WRITTEN PROBLEM: Exactly as they appear, output all of the entries.

EXTRACTED MATERIAL:
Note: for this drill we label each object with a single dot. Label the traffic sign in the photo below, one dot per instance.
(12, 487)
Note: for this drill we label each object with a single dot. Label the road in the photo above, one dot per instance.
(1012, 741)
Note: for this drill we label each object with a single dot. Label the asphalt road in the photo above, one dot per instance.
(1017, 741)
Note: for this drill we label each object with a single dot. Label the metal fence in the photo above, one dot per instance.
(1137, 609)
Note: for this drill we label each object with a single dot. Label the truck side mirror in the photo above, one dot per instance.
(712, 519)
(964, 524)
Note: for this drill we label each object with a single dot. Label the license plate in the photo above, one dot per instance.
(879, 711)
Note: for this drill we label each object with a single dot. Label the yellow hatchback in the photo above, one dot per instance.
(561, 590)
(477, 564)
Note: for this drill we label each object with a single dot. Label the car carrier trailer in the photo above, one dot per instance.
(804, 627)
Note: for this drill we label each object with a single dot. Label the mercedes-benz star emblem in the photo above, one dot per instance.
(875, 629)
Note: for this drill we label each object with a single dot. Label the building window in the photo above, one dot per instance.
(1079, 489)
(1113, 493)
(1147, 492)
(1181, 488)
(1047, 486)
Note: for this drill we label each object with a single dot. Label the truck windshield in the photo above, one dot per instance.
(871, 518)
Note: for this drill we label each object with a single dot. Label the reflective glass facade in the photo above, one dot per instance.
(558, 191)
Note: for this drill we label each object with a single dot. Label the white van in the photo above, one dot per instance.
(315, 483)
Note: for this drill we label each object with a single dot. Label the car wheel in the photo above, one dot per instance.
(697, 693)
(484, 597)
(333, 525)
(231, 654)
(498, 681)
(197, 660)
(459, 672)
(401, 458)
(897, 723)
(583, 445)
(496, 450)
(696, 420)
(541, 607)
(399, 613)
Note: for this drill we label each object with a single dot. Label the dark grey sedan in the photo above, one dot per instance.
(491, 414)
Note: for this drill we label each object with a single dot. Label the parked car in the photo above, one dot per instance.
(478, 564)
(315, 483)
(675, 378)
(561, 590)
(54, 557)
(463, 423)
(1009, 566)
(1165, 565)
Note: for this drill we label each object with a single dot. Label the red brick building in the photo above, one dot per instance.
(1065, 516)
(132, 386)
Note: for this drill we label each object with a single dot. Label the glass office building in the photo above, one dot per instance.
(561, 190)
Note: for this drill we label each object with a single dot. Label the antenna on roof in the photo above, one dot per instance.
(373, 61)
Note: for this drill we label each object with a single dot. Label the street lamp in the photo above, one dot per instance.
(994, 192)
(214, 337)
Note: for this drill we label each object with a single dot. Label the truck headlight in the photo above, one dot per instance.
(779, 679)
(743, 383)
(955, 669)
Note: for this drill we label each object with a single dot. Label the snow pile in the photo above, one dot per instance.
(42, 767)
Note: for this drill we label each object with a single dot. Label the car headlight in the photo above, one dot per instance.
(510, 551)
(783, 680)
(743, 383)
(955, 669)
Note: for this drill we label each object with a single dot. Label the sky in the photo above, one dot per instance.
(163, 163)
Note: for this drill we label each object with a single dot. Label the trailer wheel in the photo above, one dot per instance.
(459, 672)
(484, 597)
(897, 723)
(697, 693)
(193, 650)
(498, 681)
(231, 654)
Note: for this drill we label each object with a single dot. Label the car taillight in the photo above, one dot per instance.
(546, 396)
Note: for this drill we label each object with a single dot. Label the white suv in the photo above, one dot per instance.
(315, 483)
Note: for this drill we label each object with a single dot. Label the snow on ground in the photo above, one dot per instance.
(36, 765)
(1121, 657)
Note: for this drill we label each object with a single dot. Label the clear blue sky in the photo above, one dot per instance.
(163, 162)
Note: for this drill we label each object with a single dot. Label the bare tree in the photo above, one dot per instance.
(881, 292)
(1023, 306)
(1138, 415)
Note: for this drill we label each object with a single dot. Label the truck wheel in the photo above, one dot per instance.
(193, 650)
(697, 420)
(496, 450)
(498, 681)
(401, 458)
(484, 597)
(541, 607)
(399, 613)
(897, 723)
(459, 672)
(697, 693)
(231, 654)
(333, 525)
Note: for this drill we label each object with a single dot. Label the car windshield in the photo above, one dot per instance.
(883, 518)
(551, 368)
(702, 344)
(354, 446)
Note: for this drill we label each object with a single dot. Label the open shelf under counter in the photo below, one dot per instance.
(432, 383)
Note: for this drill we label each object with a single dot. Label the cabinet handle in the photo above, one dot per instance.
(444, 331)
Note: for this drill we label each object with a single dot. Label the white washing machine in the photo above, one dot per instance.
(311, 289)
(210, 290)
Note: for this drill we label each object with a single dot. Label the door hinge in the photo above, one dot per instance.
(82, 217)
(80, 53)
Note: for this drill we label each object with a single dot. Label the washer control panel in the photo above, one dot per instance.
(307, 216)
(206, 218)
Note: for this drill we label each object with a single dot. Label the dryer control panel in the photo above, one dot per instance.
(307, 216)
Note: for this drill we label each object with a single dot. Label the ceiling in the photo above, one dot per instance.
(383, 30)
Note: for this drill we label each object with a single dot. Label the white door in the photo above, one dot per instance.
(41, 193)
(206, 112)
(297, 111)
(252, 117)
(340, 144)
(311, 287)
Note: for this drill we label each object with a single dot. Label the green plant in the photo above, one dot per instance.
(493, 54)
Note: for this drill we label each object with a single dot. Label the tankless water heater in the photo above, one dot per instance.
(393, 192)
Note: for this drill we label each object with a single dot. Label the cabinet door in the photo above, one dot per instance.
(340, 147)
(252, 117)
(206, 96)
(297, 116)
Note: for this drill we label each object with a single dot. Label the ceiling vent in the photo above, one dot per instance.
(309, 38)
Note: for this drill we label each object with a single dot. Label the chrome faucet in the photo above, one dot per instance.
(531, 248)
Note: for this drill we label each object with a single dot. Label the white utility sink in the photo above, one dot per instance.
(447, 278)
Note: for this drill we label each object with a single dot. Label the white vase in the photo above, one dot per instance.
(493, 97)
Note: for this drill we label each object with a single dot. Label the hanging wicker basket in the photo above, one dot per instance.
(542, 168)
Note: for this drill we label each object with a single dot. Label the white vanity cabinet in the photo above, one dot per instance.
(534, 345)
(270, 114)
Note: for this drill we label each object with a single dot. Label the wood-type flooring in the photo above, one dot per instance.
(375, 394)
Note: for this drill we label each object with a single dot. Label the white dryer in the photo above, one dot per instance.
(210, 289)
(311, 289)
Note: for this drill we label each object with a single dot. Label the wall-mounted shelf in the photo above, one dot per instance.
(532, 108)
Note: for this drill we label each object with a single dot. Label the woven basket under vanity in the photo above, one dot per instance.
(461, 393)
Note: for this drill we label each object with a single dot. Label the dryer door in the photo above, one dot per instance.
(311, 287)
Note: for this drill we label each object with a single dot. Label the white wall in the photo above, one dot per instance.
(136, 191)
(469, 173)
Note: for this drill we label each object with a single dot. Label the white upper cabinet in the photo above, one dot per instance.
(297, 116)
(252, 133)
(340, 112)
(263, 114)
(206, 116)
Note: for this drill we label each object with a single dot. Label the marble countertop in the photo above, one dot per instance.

RESPONSE BELOW:
Note: for this drill we label each object with a single dot. Label the traffic sign in the photo below, one dot per instance.
(12, 487)
Note: for this drill we label each object with a single dot. Label the road in the photo above, one dot per instance.
(1012, 741)
Note: for this drill we label each object with a single dot. Label the asphalt road in the photo above, one dot per instance.
(1017, 741)
Note: for this drill we label each object with a single dot. Label the metal fence in the photo above, one dot per instance.
(1137, 609)
Note: for this drill we label each object with a single dot. Label the truck side mirror in the photo above, one dot per instance.
(712, 519)
(964, 524)
Note: for this drill we label each object with a single dot. Label the license plate in the photo above, one dot per instance.
(879, 711)
Note: for this drill we label each object with a single dot. Label the yellow hatchback in the photo above, one dot per instance.
(561, 590)
(477, 564)
Note: for this drill we label each object with a single dot. Label the car carrier trailer in the photo above, one dot per instance.
(804, 627)
Note: for this drill we label each object with a single dot. Label the mercedes-benz star emblem in the photo above, one dot per instance.
(875, 629)
Note: for this drill we label each object with a single dot. Label the building window in the photo above, one dot per instance.
(1079, 489)
(1113, 493)
(1147, 492)
(1181, 488)
(1047, 486)
Note: for this drill we label each object with a single dot. Label the truck windshield in the photo above, one dot per instance.
(871, 518)
Note: for this drill we label each object with a single dot. Label the reflective glass facade in the photo above, one dot per instance.
(558, 191)
Note: for this drill we label each object with a single dot. Label the white van in the photo above, one dot per instance.
(315, 483)
Note: for this drill we label each object with a single dot. Label the car wheel in the photo above, one dot per instance.
(697, 693)
(484, 597)
(333, 525)
(231, 654)
(498, 681)
(197, 660)
(459, 672)
(401, 458)
(897, 723)
(583, 445)
(496, 450)
(696, 420)
(541, 607)
(399, 613)
Note: for this drill we label each object with a single dot. Label the dark grey sedan in the photo above, one dot per instance.
(491, 414)
Note: for this drill we label each object with a single dot. Label the parked car in the photo above, one dot per instance.
(478, 564)
(315, 483)
(675, 378)
(561, 590)
(54, 557)
(463, 423)
(1009, 566)
(1165, 565)
Note: for this drill we label each object with a single dot. Label the red brick building in the photo above, one dot per instance.
(1065, 516)
(132, 386)
Note: for this drill we label each object with a single dot. Label the glass office building in the photo above, one dot per instance.
(561, 190)
Note: for this drill we label each object with a single dot. Label the antenna on roof in the photo above, one dot per instance.
(373, 61)
Note: for this drill we label each object with a single dot. Label the street lamp in the photo above, one dot per instance.
(994, 192)
(214, 337)
Note: for this drill we label each object with a single dot. Label the truck headlight in the photo above, one dot per instance.
(779, 679)
(743, 383)
(955, 669)
Note: for this drill we label each object with a single dot. Label the snow pile in the photo above, one dot per instance.
(42, 767)
Note: for this drill we label each object with a single dot. Label the car headlight in the photo above, one dot per instance.
(510, 551)
(783, 680)
(743, 383)
(955, 669)
Note: for this drill we label each object with a single dot. Label the sky in the photo above, one dot per instance.
(163, 163)
Note: for this drill we label each object with a single dot. Label the trailer wheel in the photo above, one dot per instance.
(459, 672)
(484, 597)
(897, 723)
(697, 693)
(193, 650)
(498, 681)
(231, 654)
Note: for this drill we label each object with a single dot. Label the car taillight in the photo above, one dot per instance.
(546, 396)
Note: for this drill we label each object with a single dot. Label the white suv in the photo above, one dot per instance.
(315, 483)
Note: for this drill we label each object with a single dot. Label the snow on ground in the photo above, one dot per instance.
(36, 765)
(1121, 657)
Note: for this drill we label each object with a single dot. Label the clear blue sky in the photo above, one dot per instance.
(163, 162)
Note: for this drill we label each object with a single dot. Label the bare tree in the photo above, one dot per instance.
(881, 292)
(1023, 306)
(1138, 415)
Note: for this drill we label each object with a single dot. Label the truck wheel in the photo above, one dot per instance.
(193, 650)
(697, 420)
(496, 450)
(498, 681)
(401, 458)
(484, 597)
(541, 607)
(399, 613)
(897, 723)
(459, 672)
(697, 693)
(231, 654)
(333, 525)
Note: for this drill we label each object with a single dot. Label the car windshield in the photo above, one dot per instance.
(883, 518)
(551, 368)
(702, 344)
(354, 446)
Note: for this drill we label each object with a single dot. Label the open shelf under counter in the photo below, one dot per instance.
(432, 383)
Note: for this drill we label each object with a single dot. Label the cabinet handle in the photo above, one dot per instance.
(444, 331)
Note: for this drill we label each object with a single dot. Label the white washing machine in the photo above, one dot per instance.
(311, 289)
(210, 290)
Note: for this drill we label each object with a single dot. Label the door hinge in the photo above, one dot per instance.
(82, 217)
(80, 53)
Note: for this drill we label each object with a single dot. Label the washer control panel in the photo above, one dot per instance.
(307, 216)
(206, 218)
Note: for this drill we label each object with a single dot. Label the dryer control panel in the photo above, one dot per instance.
(307, 216)
Note: for this drill we label each object with a single dot. Label the ceiling in the photo above, one dot per instance.
(383, 30)
Note: for this drill we label each object with a single dot. Label the white door in the photo above, one dot per instance.
(41, 193)
(206, 112)
(297, 111)
(252, 117)
(340, 144)
(311, 287)
Note: for this drill we label each object with a single dot. Label the green plant in the photo above, one dot per instance.
(493, 54)
Note: for this drill we label each object with a single dot. Label the tankless water heater in the photo above, one dot per instance.
(393, 192)
Note: for this drill we label each object with a single dot. Label the cabinet door in the photo above, one dot per instance.
(340, 147)
(252, 117)
(206, 96)
(297, 116)
Note: for this drill we label each object with a single dot. Label the ceiling vent in the photo above, one dot per instance.
(309, 38)
Note: for this drill we label each object with a single dot. Label the chrome faucet in the photo above, one dot per instance.
(531, 248)
Note: for this drill we label each object with a single dot. Label the white utility sink in the photo above, one dot per instance.
(447, 278)
Note: for this drill we label each object with a single dot. Label the white vase in the photo above, one dot per instance.
(493, 97)
Note: for this drill we label each object with a single dot. Label the hanging wicker basket in the photo above, one dot per instance.
(542, 168)
Note: for this drill we label each object with a single dot. Label the white vanity cabinet in the photo above, one dot per instance.
(534, 345)
(270, 114)
Note: for this drill we label each object with a single dot. Label the wood-type flooring in the photo above, one dot per instance.
(375, 394)
Note: for this drill we label each object with a single dot. Label the white dryer in the photo above, one dot per instance.
(210, 289)
(311, 289)
Note: for this drill we label each object with a single dot. Label the wall-mounted shelf in the photo above, one dot per instance.
(532, 108)
Note: for this drill we label each object with a single dot. Label the woven basket under vanity in the photo above, one dot per instance.
(461, 393)
Note: for this drill we label each object with a single dot. Label the dryer door in the photo above, one dot per instance.
(311, 287)
Note: for this drill we label each object with a single dot. Label the white wall in the photo above, one dot per instance.
(136, 191)
(469, 173)
Note: for this drill we label each object with a single dot. Label the white upper cabinet in the photo above, one dot per instance.
(297, 116)
(252, 133)
(340, 112)
(263, 114)
(206, 116)
Note: for this drill we label each object with a single dot. Label the marble countertop in the photo above, one dot per instance.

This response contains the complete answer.